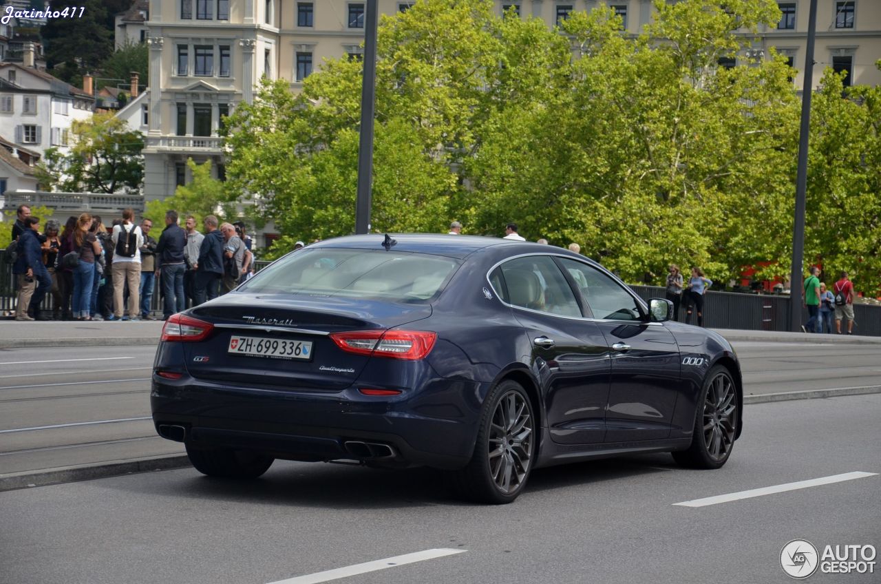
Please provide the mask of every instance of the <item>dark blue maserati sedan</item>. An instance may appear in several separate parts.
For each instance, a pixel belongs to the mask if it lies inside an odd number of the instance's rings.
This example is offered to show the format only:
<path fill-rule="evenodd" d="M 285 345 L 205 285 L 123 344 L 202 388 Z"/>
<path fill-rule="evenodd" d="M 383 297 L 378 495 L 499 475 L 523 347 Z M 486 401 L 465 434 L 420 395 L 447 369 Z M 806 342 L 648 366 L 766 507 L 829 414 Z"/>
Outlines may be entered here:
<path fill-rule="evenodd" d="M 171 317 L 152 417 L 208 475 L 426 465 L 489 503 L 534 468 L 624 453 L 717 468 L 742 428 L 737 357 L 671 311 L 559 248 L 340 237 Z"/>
———
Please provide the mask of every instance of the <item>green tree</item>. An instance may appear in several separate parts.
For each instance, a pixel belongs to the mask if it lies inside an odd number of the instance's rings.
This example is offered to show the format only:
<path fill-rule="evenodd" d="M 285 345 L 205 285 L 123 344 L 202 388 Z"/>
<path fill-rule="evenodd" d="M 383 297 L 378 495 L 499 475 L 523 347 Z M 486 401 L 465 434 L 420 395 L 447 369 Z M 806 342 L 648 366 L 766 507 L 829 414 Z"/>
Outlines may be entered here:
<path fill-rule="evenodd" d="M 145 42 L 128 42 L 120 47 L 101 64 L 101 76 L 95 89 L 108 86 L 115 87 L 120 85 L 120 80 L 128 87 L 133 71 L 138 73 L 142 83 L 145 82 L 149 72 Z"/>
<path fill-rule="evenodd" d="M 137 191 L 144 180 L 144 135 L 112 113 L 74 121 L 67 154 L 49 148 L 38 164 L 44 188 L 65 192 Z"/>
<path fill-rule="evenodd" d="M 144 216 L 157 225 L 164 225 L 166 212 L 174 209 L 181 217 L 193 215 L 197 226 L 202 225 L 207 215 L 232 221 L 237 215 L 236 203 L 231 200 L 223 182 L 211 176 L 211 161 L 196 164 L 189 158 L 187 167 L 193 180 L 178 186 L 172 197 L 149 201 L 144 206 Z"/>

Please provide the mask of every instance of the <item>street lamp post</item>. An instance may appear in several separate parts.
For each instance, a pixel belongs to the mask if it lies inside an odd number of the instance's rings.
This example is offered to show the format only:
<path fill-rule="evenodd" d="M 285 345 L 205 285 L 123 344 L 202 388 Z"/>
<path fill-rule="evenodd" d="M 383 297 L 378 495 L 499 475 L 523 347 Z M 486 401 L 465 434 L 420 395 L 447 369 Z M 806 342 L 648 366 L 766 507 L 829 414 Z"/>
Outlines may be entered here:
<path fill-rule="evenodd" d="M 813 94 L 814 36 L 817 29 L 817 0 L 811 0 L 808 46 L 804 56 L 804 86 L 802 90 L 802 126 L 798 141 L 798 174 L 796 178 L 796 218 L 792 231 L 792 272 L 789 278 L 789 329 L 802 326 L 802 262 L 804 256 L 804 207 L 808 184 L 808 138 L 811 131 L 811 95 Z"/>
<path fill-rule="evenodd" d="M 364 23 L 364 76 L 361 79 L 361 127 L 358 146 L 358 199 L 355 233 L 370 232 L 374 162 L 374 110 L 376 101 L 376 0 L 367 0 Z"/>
———
# Instructions to follow
Swap "green tree" for "pine tree" in the lines from the one containing "Please provide the mask of every instance of the <item>green" through the one containing "144 216 L 157". Return only those lines, with nothing else altered.

# Result
Please provide the mask of every instance of the <item>pine tree</item>. An instance may appear in several separate parts.
For each instance, a pixel belongs to the mask if it lies inside an odd number of the instance's rings.
This example is offered to show the format only:
<path fill-rule="evenodd" d="M 285 345 L 205 285 L 123 344 L 202 388 Z"/>
<path fill-rule="evenodd" d="M 383 297 L 378 495 L 499 475 L 523 347 Z M 486 401 L 465 434 L 420 395 L 447 369 Z M 806 342 L 648 366 L 766 507 L 829 414 Z"/>
Outlines may be entered here:
<path fill-rule="evenodd" d="M 145 42 L 128 42 L 120 47 L 101 64 L 101 76 L 95 89 L 108 86 L 115 87 L 120 85 L 120 80 L 128 87 L 133 71 L 138 73 L 142 83 L 145 82 L 149 72 Z"/>
<path fill-rule="evenodd" d="M 137 191 L 144 180 L 144 135 L 112 113 L 74 121 L 67 154 L 49 148 L 38 164 L 44 188 L 65 192 Z"/>
<path fill-rule="evenodd" d="M 144 216 L 157 225 L 164 225 L 166 212 L 174 209 L 181 217 L 193 215 L 197 226 L 202 225 L 207 215 L 232 221 L 237 215 L 236 203 L 231 200 L 223 182 L 211 176 L 211 161 L 196 164 L 189 158 L 187 167 L 193 180 L 178 186 L 172 197 L 149 201 L 144 206 Z"/>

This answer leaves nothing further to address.